▸ **Text segment**
Start of Block

Learning Task Representations from In-Context Learning
This work addresses a challenge in interpreting and generalizing in-context learning for researchers and practitioners, though it appears incremental as it builds on existing transformer-based methods.
The paper tackled the problem of understanding how tasks are internally encoded and generalized in in-context learning for large language models, by introducing an automated method to compute task vectors from attention heads, which successfully extracted task-specific information and performed well in text and regression tasks.
Large language models (LLMs) have demonstrated remarkable proficiency in in-context learning (ICL), where models adapt to new tasks through example-based prompts without requiring parameter updates. However, understanding how tasks are internally encoded and generalized remains a challenge. To address some of the empirical and technical gaps in the literature, we introduce an automated formulation for encoding task information in ICL prompts as a function of attention heads within the transformer architecture. This approach computes a single task vector as a weighted sum of attention heads, with the weights optimized causally via gradient descent. Our findings show that existing methods fail to generalize effectively to modalities beyond text. In response, we also design a benchmark to evaluate whether a task vector can preserve task fidelity in functional regression tasks. The proposed method successfully extracts task-specific information from in-context demonstrations and excels in both text and regression tasks, demonstrating its generalizability across modalities.

End of Block

▸ **Task list**
1. In the passage on in-context learning, how is the single task vector computed?
2. Copy the stretch from "Learning Task Representations" through "and regression tasks." in the passage on in-context learning.
The data after this point is separate material and not part of the passage on in-context learning.

▸ **Records**
Start of Block

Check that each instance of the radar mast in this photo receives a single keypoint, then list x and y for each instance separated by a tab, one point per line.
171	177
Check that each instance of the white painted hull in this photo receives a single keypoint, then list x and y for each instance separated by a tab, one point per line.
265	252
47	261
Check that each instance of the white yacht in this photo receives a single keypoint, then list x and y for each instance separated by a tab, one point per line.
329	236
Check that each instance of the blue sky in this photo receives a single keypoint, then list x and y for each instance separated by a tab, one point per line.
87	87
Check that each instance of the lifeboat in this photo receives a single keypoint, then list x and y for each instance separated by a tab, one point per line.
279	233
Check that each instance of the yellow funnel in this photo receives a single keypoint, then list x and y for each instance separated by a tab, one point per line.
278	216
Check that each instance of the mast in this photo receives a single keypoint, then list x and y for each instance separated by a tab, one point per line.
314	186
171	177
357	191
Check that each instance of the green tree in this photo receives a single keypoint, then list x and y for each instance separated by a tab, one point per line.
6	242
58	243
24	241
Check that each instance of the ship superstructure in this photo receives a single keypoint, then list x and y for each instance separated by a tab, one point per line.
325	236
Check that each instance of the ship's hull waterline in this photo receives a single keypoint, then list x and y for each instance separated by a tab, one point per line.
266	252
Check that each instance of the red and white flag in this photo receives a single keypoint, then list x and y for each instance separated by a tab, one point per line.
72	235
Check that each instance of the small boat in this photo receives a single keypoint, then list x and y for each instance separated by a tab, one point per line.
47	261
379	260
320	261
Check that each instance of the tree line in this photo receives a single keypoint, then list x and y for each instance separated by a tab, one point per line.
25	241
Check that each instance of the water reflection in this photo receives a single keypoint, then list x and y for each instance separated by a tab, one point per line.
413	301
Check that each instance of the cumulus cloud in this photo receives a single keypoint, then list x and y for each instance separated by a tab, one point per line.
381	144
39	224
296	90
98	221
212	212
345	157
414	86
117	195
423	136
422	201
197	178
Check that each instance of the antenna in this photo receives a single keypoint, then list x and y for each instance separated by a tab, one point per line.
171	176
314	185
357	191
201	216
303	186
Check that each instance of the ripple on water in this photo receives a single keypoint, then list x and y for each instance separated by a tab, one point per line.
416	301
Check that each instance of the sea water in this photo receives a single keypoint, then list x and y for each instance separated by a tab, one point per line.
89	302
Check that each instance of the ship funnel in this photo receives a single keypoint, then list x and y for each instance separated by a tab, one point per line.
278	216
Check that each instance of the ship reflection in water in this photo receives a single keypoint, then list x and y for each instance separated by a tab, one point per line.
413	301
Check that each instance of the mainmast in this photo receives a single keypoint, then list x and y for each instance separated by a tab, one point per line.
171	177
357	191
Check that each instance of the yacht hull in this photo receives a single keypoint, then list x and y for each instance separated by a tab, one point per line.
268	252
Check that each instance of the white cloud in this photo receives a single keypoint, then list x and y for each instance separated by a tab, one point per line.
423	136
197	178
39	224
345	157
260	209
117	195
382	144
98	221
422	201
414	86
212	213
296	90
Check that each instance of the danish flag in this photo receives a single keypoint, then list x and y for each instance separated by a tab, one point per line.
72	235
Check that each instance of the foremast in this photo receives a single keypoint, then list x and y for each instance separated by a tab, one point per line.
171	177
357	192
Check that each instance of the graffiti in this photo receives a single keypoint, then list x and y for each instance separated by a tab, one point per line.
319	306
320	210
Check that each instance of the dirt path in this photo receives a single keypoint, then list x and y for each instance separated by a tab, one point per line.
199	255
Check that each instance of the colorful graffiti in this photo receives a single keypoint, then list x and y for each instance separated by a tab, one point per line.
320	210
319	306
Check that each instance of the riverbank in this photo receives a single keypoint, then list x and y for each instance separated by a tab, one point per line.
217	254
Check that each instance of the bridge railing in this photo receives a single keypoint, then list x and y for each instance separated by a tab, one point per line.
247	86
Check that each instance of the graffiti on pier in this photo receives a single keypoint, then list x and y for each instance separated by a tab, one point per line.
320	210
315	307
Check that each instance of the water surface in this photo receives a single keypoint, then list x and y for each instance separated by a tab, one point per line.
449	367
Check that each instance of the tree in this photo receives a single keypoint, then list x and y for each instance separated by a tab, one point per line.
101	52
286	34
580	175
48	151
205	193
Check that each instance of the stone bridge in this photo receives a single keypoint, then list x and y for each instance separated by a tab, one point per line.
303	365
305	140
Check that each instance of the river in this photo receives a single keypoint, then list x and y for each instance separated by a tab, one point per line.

End of Block

▸ **Answer set**
1. It is computed as a weighted sum of attention heads, with the weights optimized causally via gradient descent.

2.
Learning Task Representations from In-Context Learning
This work addresses a challenge in interpreting and generalizing in-context learning for researchers and practitioners, though it appears incremental as it builds on existing transformer-based methods.
The paper tackled the problem of understanding how tasks are internally encoded and generalized in in-context learning for large language models, by introducing an automated method to compute task vectors from attention heads, which successfully extracted task-specific information and performed well in text and regression tasks.